Y así, entre lectura y lectura, la poesía se me fue metiendo en el alma como si hubiera sido impulsado por un torrente de luz a otra fase de mi vida. Y ahora que lo veo a la distancia, yo mismo me sorprendo porque, a medida que me esforzaba por comprender lo que leía, me esforzaba por comprenderme a mí mismo.

Meterme en un libro era meterme dentro de mí.

Estas páginas relatan, pues, cómo de la lectura pasé a la escritura. Así que me propongo contar brevemente mis pasos por esas veredas. No es nada ambicioso ni pretende serlo, solo son fragmentos de una vida con sus cicatrices, sus vacíos, sus torceduras, sus franquezas y sus ambigüedades.

La razón de esta breve introducción es para entablar un diálogo imaginario con mi posible lector. Cada página es testigo del esfuerzo por encontrar mi lugar en este mundo, por encontrarme a mí mismo para saber a dónde voy y para huir de la mediocridad.

Mi vida no ha sido fácil, y a pesar de las vicisitudes por las que he pasado, me siento agradecido por la vida difícil. La poesía me rescató de los momentos más desesperantes. Por eso, no me puedo imaginar vivir sin poesía porque, para mí, ella es lo mismo que la vida. En todo caso, mis luchas serán lo único confiable y no mis presunciones de conocimientos. Como siguiendo las huellas de mis ancestros, he caminado por la noche oscura y he buscado con mis propios ojos el nacimiento del sol. Me he hecho un camino con mis propias manos…

Aprendí que no se puede ser poeta por milagro, hay que trabajar, hay que leer. El primer paso es importante: todo aquel que se atreva a internarse en las páginas de un libro, descubrirá que por allí es el camino. Así fue como descubrí la llave que me abrió las puertas de la senda por la que aún camino. Poco a poco, página a página fui encontrando el eco de su mágico silencio; como el llamado de una voz sagrada… Me sentí protegido por la poesía. Escuché con la máxima intensidad del alma su silbo de amor, escuché el susurro de su llamado. Cada vez que ella habla, guardo silencio, siento miedo de destruir algo con mi profana voz. Frente a la poesía, soy un niño que escucha con los ojos, con el alma, con la piel, con todo mi yo. Ella va delante, yo solo soy un servidor suyo que va detrás. Es hipotético el valor que pueda tener mi poesía. Siempre he desconfiado de lo que escribo a pesar de que sigo publicando libros. No es el tamaño de lo que he hecho lo que cuenta, sino mi satisfacción de haberlo hecho. No todos los caminos son iguales ni todos los caminos se hacen del mismo modo. Estas páginas solo cuentan una manera más…

Caminante, son tus huellas

el camino, y nada más;

caminante, no hay camino,

se hace camino al andar.

Antonio Machado

El sueño de ser poeta

“Es inútil que pretendamos convertirnos en nuestro propio historiador: el mismo historiador es un ser histórico. Debemos contentarnos con hacer nuestra historia a ciegas, al día, optando por lo que en el momento nos parezca mejor”.

Jean Paul Sartre

“Quien lea mis libros, que son puramente autobiográficos, ha de tener presente que escribo con un pie en el pasado.

## Requisitos
Reproduce del texto sobre la lectura y la poesía todo lo que va desde "caminante, no hay" hasta "en el pasado.".

## Material extraído

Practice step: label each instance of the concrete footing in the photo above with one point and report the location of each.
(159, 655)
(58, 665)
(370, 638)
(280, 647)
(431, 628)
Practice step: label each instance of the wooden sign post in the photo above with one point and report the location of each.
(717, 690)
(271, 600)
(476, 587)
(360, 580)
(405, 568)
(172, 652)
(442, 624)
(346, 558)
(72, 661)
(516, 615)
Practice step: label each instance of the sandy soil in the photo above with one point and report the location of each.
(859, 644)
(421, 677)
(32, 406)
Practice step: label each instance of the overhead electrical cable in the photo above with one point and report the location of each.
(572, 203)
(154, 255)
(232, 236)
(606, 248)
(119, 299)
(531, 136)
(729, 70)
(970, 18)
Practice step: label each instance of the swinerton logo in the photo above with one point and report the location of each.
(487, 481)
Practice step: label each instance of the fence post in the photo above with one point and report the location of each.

...

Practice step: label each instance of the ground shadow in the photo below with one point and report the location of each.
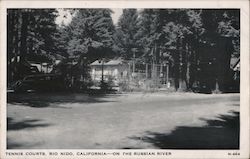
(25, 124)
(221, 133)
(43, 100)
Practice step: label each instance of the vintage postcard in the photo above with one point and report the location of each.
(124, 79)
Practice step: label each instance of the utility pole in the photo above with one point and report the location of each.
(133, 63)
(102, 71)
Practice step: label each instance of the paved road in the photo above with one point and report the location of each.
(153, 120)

## Respuesta a la tarea
caminante, no hay camino,

se hace camino al andar.

Antonio Machado

El sueño de ser poeta

“Es inútil que pretendamos convertirnos en nuestro propio historiador: el mismo historiador es un ser histórico. Debemos contentarnos con hacer nuestra historia a ciegas, al día, optando por lo que en el momento nos parezca mejor”.

Jean Paul Sartre

“Quien lea mis libros, que son puramente autobiográficos, ha de tener presente que escribo con un pie en el pasado.